* What is required: The entries below need to be written out exactly, with no pictures included.

[Coordinate annotation records]
####################
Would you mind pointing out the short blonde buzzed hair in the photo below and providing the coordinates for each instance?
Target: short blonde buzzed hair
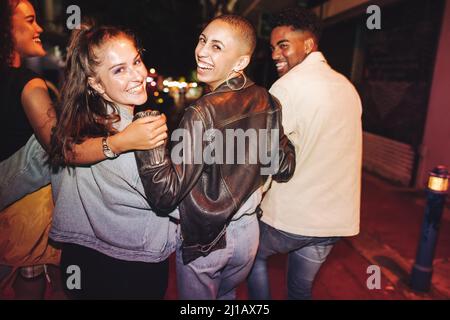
(243, 27)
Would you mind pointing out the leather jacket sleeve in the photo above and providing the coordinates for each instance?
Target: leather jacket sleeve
(167, 183)
(287, 160)
(286, 149)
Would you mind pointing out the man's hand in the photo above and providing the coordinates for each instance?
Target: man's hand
(142, 134)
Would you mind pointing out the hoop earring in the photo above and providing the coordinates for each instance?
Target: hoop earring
(242, 75)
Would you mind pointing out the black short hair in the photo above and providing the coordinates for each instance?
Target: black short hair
(300, 19)
(243, 27)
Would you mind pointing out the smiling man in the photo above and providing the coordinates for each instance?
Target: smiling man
(322, 117)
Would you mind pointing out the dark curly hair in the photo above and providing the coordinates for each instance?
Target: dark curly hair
(82, 112)
(300, 19)
(6, 39)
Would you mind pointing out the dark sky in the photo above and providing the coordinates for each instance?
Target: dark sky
(168, 29)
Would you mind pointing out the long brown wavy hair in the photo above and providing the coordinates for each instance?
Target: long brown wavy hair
(82, 113)
(7, 8)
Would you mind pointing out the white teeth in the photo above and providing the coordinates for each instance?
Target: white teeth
(136, 89)
(280, 65)
(202, 65)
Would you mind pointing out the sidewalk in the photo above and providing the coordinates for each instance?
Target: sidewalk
(391, 219)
####################
* Written response:
Would you mind pointing out the short blonde buzzed hair in the photo below and providing the coordinates for each instance?
Target: short blonde buzzed hair
(243, 27)
Would you mind pointing out the leather jacket sleeve in the photo above and providing the coordinates for each instance?
Target: leather jacket sleeve
(167, 183)
(287, 160)
(286, 149)
Would you mind pointing out the man's hand in the photo above and providing the coordinates for each instance?
Target: man's hand
(142, 134)
Would you mind pointing out the hoop earring in the photo above and providing the coordinates for each instance?
Target: hoop earring
(242, 75)
Would you mind pointing out the black short hair in the photo above and providing the coordinates for each instance?
Target: black short hair
(300, 19)
(243, 27)
Would you mind pointing out the smiling man in the photo above and providing the coordinates for each instance?
Target: smiling man
(322, 117)
Would you mind pointing out the dark curly hair in the photo above and providing the coordinates for each instance?
Target: dark curly hair
(82, 112)
(300, 19)
(6, 39)
Would you mind pointing out the dark sky in the photo above and providing the coordinates for each instance?
Target: dark sky
(168, 29)
Would you mind pointing out the long brown wavy hair in the photo above and providing the coordinates for each instance?
Target: long brown wavy hair
(82, 113)
(7, 8)
Would you mind pointing out the white teeth in the photo above and providing the coordinates for each instance?
Target: white teeth
(136, 89)
(280, 65)
(202, 65)
Would you mind pointing out the sidewalk in the photo above and providing the coordinates for each instance?
Target: sidewalk
(391, 219)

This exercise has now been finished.